• Selected text:
==================================================

As state opioid-related deaths drop, lives still ‘being devastated’ in Berkshires
Featured in The Berkshire Eagle
Wednesday, February 13, 2019

While opioid-related deaths in the state have declined for two years in a row, drug use still is devastating families throughout Berkshire County, addiction specialists warn.

Opioid-related deaths in Massachusetts dropped 4 percent — or by 82 people — in 2018, according to a Department of Public Health report released Wednesday. There was a 2 percent decline from 2016 to 2017, when the epidemic was at its peak.

Still, fentanyl, a dangerous synthetic opioid that the Drug Enforcement Administration says is 80 to 100 times stronger than morphine, was found in nine out of every 10 of last year’s deaths and is on the upswing statewide, according to the report.

“Part of treatment for many of our clients, especially those requiring medication as treatment and those in our residences, is doing urine screens,” said Megan Wroldson of the Brien Center. “For those who are testing positive for drug use, they’re often testing positive for fentanyl.”

There were 1,617 confirmed opioid-related overdose deaths in Massachusetts in 2018. Of the 1,445 such deaths that year for which a toxicology screen was available, 89 percent had a positive screen result for fentanyl, according to the DPH report.

==================================================

• List of tasks:
1 – According to the opioid article, how many confirmed opioid-related overdose deaths did Massachusetts have in 2018?
2 – Repeat the stretch of the opioid article from "While opioid-related deaths" through "to the report.", word for word.

• Source data:

==================================================

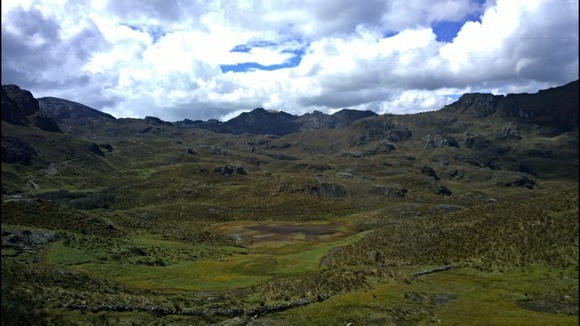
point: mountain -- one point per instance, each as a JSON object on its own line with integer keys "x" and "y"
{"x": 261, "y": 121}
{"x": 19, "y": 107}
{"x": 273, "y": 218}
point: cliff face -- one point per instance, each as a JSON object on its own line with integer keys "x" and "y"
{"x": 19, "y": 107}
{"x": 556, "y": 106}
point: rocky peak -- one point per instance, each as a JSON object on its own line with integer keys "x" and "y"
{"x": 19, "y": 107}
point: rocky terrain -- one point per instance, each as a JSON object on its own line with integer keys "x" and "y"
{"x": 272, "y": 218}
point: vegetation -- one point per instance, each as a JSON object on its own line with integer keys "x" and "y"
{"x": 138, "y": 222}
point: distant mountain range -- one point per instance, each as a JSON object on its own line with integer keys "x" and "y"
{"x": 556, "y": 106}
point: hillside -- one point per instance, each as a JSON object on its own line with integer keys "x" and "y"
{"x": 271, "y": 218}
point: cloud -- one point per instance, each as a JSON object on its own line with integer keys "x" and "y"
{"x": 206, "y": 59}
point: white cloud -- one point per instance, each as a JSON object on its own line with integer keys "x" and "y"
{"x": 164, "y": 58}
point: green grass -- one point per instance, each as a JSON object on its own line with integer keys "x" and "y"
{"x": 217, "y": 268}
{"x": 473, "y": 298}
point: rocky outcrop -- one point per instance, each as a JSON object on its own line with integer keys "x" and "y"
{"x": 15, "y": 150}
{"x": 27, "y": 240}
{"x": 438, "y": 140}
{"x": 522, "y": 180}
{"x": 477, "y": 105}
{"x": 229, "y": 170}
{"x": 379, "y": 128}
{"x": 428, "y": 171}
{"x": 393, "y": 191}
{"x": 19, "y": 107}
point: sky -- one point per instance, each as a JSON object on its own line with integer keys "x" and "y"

==================================================

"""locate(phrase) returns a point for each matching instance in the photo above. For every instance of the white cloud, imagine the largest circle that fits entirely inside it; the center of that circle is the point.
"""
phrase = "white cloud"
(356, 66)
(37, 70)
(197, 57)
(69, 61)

==================================================

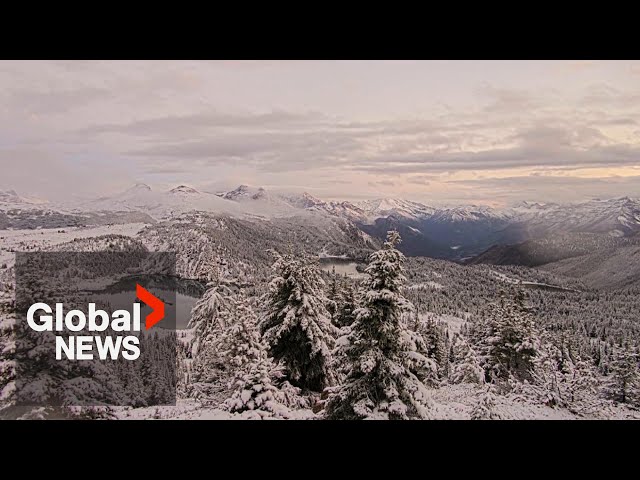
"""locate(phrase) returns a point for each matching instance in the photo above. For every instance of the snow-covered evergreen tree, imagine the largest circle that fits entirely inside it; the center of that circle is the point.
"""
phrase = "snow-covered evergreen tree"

==================================================

• Answers provided:
1 – 1,617

2 –
While opioid-related deaths in the state have declined for two years in a row, drug use still is devastating families throughout Berkshire County, addiction specialists warn.

Opioid-related deaths in Massachusetts dropped 4 percent — or by 82 people — in 2018, according to a Department of Public Health report released Wednesday. There was a 2 percent decline from 2016 to 2017, when the epidemic was at its peak.

Still, fentanyl, a dangerous synthetic opioid that the Drug Enforcement Administration says is 80 to 100 times stronger than morphine, was found in nine out of every 10 of last year’s deaths and is on the upswing statewide, according to the report.